**TASKS TO PERFORM:**
**1.** Decide whether each statement below agrees with the essay on hyperrealist poetry. For each of (a), (b) and (c), answer yes or no and quote the words of the essay that settle it. (a) The essay says the term hyperrealism is used mainly for a movement in the visual arts. (b) The writer's poetry has carried fewer and fewer footnotes over the last 12 years. (c) In the passage from Danai's essay, the reality in a hyperrealist work is made in order to create an imaginary reality.
**2.** Carry the essay on hyperrealist poetry forward from the point where it ends, and write the next few paragraphs.

**SELECTED TEXT:**

------------------------------------------------------------

AN ARGUMENT FOR HYPERREALIST POETRY

Hyperrealism is a term mainly used to describe a movement in the visual arts that arose around the turn of the millennium. Artist like Ron Muech create works that reproduce the illusion of reality right down to every single pubic hair. They often strive to create works that are “clearer and more distinct than the subject itself”. According to Tal Danai, “the Hyperrealist process as a transformation of perceived reality into a manifestation of objective conceptual reality, which in turn illuminates perceived reality in a new light.”
In his essay, “Hyperrealism and Conceptual Art: What yo see is what you get?”, Danai writes:

While the difference between “Realism” (as in real life) in Hyper-realistic works
and that in Surrealistic works may be simplified as the difference between a
clearly imaginary and “unrealistic” (in its most common laymen’s sense) reality
on the Surrealist side, and the “almost real” or “could be real” or even outright
“Real” (in the same laymen’s sense) on the Hyperrealist side, the making of the
latter is of a much more illusive nature. […] In trying to analyze it one should be
constantly aware that that reality is not made for the purpose of creating an
imaginary reality. It is developed by the artist as means to an end of making comments on the reality the artist lives and operates in. That means that the visual work functions as a telling mirror allowing the artist to direct it at issues, ideas, emotions or any other elements of the artist’s ‘real’ world. The better polished the mirror, the more telling it is.

For the last 12 years, my poetry has been increasingly riddled with footnotes. I struggle to pack poems with all the information relevant to the metaphors I am creating. Just as the existence of the very real narwhal drives us to conceive and search for the unicorn, the bizarre details of nature and history drive me to conceive of and search for correlations in my perceived existence: in the poem, as metaphor and mimesis. My intention goes beyond literary allusions, geological allusions, or biochemical allusions.

While Surrealists often use the minutiae of reality in the fabric of their form, and many of my poems are surrealist, I have begun to write more poetry that seeks to avoid the dream-like elements of gowns made of egg shells (“Spinster’s Shroud”, mixed states. Wigestrand, 2004), to focuses increasingly on the facts alone to provide the quality of heightened experience:

A child unconscious                                      An child consciously
under cold water                                           held under cold water
experiences laryngospasm,                        reaches the breaking point
asphyxiates,                                                  after eighty-seven seconds,
but the heart                                                 inhales
keeps                                                              involuntarily,
beating                                                           but the heart keeps beating.

------------------------------------------------------------

(Saved entries)
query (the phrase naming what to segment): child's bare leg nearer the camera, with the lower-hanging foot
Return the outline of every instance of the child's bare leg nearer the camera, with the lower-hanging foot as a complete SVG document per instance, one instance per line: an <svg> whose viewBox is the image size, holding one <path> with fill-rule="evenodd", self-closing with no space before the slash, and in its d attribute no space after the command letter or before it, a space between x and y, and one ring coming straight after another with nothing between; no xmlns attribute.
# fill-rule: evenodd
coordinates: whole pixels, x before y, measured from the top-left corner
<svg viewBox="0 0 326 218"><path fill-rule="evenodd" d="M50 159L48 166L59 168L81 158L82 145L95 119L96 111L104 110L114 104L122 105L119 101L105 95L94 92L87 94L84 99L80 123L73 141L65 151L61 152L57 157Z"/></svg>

------------------------------------------------------------

**RESPONSES PER TASK:**
**1.**
(a) Yes: "Hyperrealism is a term mainly used to describe a movement in the visual arts that arose around the turn of the millennium."
(b) No: "For the last 12 years, my poetry has been increasingly riddled with footnotes."
(c) No: "that reality is not made for the purpose of creating an imaginary reality."

**2.**
five                                                                  Ashes falling on water
full                                                                  float
minutes—                                                      like rotting wood,

every instant bobbing in and out of view.

(“Red-eared Slider“, mixed states. Wigestrand, 2004).

In the poem “A Request for Sound from a Televised Report from Afghanistan” (An Intimate Retribution. Wigestrand, 2009) the line, “bitter as fringed rue” can be processed as a metaphor based on a general idea of what the desert plant looks like, or the simple fact that it is bitter. However, the true metaphor, the core of the poem is found only with the knowledge that fringed rue has been, and probably still is, used as an abortion agent, as a treatment for asthma, as a remedy for menstrual discomforts and that the oil from broken leaves is so caustic that it causes blisters. The literary allusions that could be claimed are unnecessary and actually unwanted in this poem. The poem is about the facts. Nothing more than reality is necessary to create mimesis. In fact, anything more than reality steals focus from the metaphor.


The poem “A Guide to Knowledge” (from the current collection about Dorothea Dix) takes its title from a small encyclopedia written by Dix herself. In the poem I present the parasite Peltogastridae; Peltogastrella sulcata, which dissolves through the shell of the hermit crab and de-sexes it. It is the stuff of myth. But the hyperreality of this little fungiform serves as a far more polished mirror for the gender issues forced upon Dorothea Dix – by her contemporaries, herself and historians, than any myth.

For the past two years I have been exploring techniques for selecting and sharing information with the reader. How to keep poems fluid and readable while focusing on the unfamiliar microscopic activity within the gonads of hermit crabs.

I think I may be approaching a literary style of Hyperrealism.